_WHAT THE TASK REQUIRES:_
Below, set down word for word only the lines of data that start with the line containing "of the distant" and run through the line containing "<point>131,56</point>", with both of those lines included.

· · ·

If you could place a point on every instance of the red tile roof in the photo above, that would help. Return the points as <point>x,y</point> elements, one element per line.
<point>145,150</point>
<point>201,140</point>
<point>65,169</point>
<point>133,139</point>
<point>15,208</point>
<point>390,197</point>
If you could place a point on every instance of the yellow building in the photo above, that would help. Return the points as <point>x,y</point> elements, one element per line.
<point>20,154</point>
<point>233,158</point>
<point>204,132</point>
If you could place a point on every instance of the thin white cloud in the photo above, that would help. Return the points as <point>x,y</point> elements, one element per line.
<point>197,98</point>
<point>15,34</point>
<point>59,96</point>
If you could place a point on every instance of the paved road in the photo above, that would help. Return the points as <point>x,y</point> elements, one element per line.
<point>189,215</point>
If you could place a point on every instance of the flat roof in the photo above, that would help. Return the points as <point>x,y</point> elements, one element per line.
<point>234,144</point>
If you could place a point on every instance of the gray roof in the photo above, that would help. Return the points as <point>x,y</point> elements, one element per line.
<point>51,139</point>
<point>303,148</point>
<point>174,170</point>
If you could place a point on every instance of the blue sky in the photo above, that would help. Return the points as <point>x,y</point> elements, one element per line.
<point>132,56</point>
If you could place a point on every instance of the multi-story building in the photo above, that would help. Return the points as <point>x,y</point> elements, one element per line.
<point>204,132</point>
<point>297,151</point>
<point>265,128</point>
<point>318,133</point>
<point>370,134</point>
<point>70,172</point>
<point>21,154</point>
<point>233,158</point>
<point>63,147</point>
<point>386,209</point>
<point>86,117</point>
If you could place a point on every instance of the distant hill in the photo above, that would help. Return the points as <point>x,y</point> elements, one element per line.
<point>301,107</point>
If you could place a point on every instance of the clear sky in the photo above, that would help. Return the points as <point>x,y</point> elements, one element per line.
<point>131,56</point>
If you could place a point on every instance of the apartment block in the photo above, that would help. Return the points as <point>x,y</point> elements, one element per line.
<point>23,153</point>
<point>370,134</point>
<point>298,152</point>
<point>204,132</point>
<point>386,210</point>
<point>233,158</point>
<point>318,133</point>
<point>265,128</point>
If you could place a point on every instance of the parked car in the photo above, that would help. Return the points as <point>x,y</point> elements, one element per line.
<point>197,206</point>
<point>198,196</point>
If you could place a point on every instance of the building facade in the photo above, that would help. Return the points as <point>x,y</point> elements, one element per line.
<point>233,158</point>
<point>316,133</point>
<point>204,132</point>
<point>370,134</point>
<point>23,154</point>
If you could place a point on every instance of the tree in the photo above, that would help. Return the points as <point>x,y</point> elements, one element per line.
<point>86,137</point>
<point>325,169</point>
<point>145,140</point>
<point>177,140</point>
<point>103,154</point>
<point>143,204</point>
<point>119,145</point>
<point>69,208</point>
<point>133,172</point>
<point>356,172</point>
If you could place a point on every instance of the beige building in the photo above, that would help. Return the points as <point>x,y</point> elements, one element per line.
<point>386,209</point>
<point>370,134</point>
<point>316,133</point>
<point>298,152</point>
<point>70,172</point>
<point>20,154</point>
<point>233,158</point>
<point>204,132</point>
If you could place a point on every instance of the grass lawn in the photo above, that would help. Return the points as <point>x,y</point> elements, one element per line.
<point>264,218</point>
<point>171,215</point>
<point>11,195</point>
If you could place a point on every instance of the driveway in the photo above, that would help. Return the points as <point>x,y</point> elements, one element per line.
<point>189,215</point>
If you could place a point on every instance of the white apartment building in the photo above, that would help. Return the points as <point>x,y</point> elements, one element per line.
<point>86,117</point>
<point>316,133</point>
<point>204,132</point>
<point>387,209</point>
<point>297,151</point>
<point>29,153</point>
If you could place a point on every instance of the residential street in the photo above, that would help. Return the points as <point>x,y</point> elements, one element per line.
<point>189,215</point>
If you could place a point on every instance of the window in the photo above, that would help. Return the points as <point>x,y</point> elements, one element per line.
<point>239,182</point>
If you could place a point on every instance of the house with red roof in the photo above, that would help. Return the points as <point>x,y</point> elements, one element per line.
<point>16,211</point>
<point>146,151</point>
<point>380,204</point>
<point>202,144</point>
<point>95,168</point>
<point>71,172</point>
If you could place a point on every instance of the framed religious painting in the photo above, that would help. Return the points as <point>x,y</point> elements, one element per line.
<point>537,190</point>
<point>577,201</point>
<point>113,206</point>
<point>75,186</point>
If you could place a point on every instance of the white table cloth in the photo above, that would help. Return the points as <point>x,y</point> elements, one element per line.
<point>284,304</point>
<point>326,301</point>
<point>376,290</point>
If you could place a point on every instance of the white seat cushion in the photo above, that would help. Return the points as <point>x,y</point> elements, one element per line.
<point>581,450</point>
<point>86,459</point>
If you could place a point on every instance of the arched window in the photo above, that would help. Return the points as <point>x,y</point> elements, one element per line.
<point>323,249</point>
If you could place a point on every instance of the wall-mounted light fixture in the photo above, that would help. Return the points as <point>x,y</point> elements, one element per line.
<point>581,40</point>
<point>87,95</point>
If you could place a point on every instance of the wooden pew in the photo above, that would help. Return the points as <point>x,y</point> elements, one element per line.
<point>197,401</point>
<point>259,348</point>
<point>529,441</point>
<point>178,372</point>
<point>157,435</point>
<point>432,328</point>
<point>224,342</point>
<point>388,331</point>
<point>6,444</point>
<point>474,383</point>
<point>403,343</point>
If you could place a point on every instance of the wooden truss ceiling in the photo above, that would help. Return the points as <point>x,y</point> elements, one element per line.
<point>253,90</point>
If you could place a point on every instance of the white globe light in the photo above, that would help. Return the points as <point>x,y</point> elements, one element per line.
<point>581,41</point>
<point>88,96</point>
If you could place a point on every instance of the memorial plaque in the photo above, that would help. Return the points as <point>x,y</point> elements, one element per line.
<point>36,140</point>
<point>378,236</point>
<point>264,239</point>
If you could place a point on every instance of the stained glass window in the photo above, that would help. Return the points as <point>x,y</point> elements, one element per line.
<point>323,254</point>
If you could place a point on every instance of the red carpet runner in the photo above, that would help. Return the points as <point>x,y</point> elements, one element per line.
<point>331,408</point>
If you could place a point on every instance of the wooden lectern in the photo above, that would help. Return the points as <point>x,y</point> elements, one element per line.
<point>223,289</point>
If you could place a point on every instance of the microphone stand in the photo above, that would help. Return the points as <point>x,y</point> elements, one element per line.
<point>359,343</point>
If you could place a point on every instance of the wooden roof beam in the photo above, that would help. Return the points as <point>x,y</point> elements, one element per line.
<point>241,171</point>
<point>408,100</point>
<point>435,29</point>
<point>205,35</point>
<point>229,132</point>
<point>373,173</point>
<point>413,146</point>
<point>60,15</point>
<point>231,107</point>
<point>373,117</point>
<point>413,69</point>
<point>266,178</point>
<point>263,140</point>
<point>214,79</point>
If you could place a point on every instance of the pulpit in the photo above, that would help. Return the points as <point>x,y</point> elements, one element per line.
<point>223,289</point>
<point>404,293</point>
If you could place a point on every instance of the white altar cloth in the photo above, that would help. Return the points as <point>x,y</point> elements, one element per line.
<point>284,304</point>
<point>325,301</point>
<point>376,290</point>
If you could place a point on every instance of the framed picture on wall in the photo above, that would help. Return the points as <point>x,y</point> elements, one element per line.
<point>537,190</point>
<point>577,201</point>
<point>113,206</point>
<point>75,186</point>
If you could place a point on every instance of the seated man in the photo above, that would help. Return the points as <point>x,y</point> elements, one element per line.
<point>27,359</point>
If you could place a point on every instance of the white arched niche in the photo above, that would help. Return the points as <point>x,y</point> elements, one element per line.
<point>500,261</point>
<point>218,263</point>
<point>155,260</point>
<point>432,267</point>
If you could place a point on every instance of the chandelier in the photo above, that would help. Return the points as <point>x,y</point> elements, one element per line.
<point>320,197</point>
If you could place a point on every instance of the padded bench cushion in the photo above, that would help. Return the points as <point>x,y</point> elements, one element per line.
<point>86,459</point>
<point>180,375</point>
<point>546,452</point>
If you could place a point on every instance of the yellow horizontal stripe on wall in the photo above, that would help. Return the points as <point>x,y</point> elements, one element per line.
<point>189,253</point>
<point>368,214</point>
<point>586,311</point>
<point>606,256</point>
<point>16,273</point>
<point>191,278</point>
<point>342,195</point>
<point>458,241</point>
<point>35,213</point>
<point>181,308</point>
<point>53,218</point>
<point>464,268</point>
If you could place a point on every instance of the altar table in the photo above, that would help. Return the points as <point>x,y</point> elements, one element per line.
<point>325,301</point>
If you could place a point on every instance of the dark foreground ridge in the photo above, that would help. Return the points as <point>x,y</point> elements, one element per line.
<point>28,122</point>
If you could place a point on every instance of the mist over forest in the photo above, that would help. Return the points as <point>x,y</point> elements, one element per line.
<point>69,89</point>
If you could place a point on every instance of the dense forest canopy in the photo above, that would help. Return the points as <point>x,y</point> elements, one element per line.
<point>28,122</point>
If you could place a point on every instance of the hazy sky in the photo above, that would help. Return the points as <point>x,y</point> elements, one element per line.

· · ·

_EXERCISE RESPONSE:_
If you could place a point on every instance of the distant hill in the photo above, that would help. Return the points as <point>x,y</point> elements, one element per line.
<point>301,107</point>
If you could place a point on every instance of the clear sky in the photo above, that would help. Return the points as <point>x,y</point> elements, one element per line.
<point>131,56</point>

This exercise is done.